MEDIA ADVISORY
TO: News Directors, Education and Science Reporters
FROM: University Relations
SUBJECT: UAF Biologist Tracking Extinct Bears Published in Science
DATE & TIME: Thursday, March 22, 2002
The evolution of brown bears may be better understood with help from
the radiocarbon dating of bone specimens found in nearly pristine condition
preserved in Alaskas permafrost. Ancient DNA studies conducted on
these specimens are the subject of an article in the March 21 issue of
the journal, "Science" titled, "Dynamics of Pleistocene
Population Extinctions in Beringian Brown Bears." The co-author Paul
Matheus, is a researcher with the University of Alaska Fairbanks in the
Alaska Quaternary Center and the Institute of Arctic Biology.

┄┄┄┄┄┄

§ Required actions:
- 1) Reproduce the portion of the media advisory that opens with the words containing "MEDIA ADVISORY" and closes with "of Arctic Biology.".
- 2) Translate this sentence from the media advisory into Spanish: "Ancient DNA studies conducted on these specimens are the subject of an article in the March 21 issue of the journal, "Science" titled, "Dynamics of Pleistocene Population Extinctions in Beringian Brown Bears.""

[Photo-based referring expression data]
┄┄┄┄┄┄

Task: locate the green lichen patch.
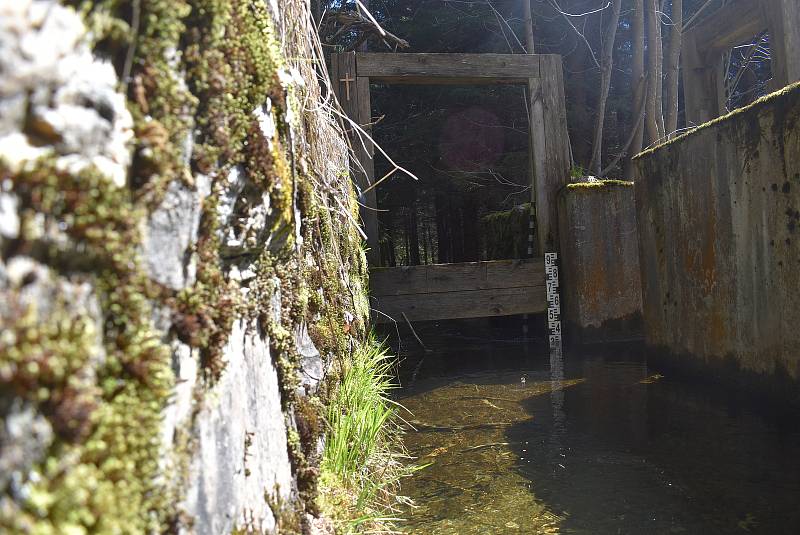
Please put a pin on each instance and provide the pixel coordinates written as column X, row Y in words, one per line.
column 598, row 184
column 777, row 98
column 106, row 482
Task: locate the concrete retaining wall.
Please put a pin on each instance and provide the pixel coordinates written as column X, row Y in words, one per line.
column 600, row 260
column 719, row 224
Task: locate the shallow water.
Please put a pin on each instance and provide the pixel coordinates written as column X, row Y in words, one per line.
column 593, row 442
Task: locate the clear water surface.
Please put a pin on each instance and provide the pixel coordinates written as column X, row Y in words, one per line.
column 592, row 442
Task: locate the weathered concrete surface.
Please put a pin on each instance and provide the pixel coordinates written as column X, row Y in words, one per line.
column 719, row 225
column 599, row 260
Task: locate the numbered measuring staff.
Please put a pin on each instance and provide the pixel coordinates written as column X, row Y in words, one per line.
column 553, row 299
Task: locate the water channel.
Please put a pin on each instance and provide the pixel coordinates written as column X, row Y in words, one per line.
column 593, row 441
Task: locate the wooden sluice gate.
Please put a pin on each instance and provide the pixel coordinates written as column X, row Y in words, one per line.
column 460, row 290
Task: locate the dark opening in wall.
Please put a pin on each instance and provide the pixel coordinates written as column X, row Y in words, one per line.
column 468, row 145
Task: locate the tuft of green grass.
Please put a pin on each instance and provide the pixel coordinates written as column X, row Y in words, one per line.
column 362, row 462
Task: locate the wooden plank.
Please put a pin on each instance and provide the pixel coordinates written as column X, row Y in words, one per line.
column 557, row 150
column 537, row 152
column 365, row 153
column 465, row 304
column 352, row 92
column 448, row 68
column 443, row 278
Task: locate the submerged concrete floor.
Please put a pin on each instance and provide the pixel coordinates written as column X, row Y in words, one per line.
column 612, row 447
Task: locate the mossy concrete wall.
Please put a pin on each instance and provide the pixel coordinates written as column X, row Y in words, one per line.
column 178, row 266
column 601, row 288
column 719, row 224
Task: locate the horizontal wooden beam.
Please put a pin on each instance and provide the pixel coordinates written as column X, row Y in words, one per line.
column 464, row 69
column 729, row 26
column 462, row 290
column 463, row 304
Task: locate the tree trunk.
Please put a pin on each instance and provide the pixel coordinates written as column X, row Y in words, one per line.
column 638, row 81
column 673, row 65
column 606, row 64
column 655, row 117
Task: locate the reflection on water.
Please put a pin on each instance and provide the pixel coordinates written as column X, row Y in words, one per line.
column 592, row 442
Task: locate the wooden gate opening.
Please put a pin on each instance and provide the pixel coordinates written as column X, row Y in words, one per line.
column 468, row 146
column 465, row 289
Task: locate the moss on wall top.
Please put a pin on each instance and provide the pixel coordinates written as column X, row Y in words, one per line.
column 598, row 185
column 200, row 76
column 780, row 98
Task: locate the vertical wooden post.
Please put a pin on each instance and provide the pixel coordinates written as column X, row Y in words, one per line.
column 553, row 139
column 783, row 17
column 536, row 157
column 352, row 92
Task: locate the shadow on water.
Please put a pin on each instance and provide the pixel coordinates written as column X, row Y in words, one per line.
column 596, row 442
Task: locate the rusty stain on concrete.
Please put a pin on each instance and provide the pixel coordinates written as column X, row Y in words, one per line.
column 717, row 213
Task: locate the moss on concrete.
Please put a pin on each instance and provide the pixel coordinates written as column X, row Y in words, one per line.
column 101, row 474
column 598, row 184
column 789, row 92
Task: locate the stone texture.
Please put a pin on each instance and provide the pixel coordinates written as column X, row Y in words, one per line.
column 241, row 450
column 719, row 221
column 57, row 98
column 601, row 289
column 171, row 232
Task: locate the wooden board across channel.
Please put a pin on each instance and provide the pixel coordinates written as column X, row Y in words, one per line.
column 461, row 290
column 448, row 68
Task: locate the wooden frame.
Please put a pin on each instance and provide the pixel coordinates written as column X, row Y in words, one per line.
column 549, row 148
column 462, row 290
column 705, row 44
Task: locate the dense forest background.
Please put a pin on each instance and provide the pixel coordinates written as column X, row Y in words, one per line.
column 469, row 145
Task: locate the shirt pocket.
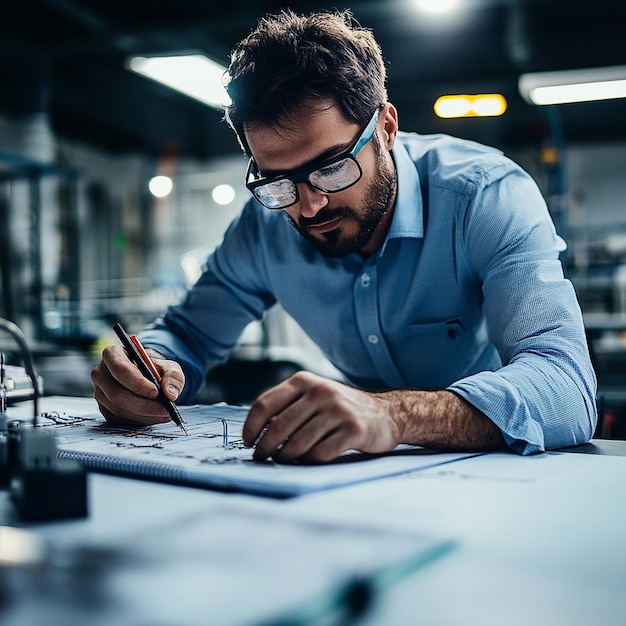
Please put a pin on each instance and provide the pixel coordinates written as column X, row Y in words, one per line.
column 436, row 354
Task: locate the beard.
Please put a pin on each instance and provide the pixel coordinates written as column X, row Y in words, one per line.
column 376, row 203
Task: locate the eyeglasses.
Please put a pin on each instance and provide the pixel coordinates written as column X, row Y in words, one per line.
column 334, row 174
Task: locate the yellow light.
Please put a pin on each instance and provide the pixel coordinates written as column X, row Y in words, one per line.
column 479, row 105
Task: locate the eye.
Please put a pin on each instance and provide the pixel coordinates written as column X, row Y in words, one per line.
column 333, row 169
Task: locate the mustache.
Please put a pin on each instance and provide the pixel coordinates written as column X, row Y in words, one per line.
column 324, row 215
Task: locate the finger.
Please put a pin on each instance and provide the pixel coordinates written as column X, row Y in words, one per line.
column 172, row 378
column 126, row 373
column 281, row 428
column 328, row 448
column 117, row 400
column 302, row 442
column 267, row 406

┄┄┄┄┄┄

§ Results in order:
- 1)
MEDIA ADVISORY
TO: News Directors, Education and Science Reporters
FROM: University Relations
SUBJECT: UAF Biologist Tracking Extinct Bears Published in Science
DATE & TIME: Thursday, March 22, 2002
The evolution of brown bears may be better understood with help from
the radiocarbon dating of bone specimens found in nearly pristine condition
preserved in Alaskas permafrost. Ancient DNA studies conducted on
these specimens are the subject of an article in the March 21 issue of
the journal, "Science" titled, "Dynamics of Pleistocene
Population Extinctions in Beringian Brown Bears." The co-author Paul
Matheus, is a researcher with the University of Alaska Fairbanks in the
Alaska Quaternary Center and the Institute of Arctic Biology.

- 2) Los estudios de ADN antiguo realizados en estos especímenes son el tema de un artículo publicado en el número del 21 de marzo de la revista "Science", titulado "Dynamics of Pleistocene Population Extinctions in Beringian Brown Bears".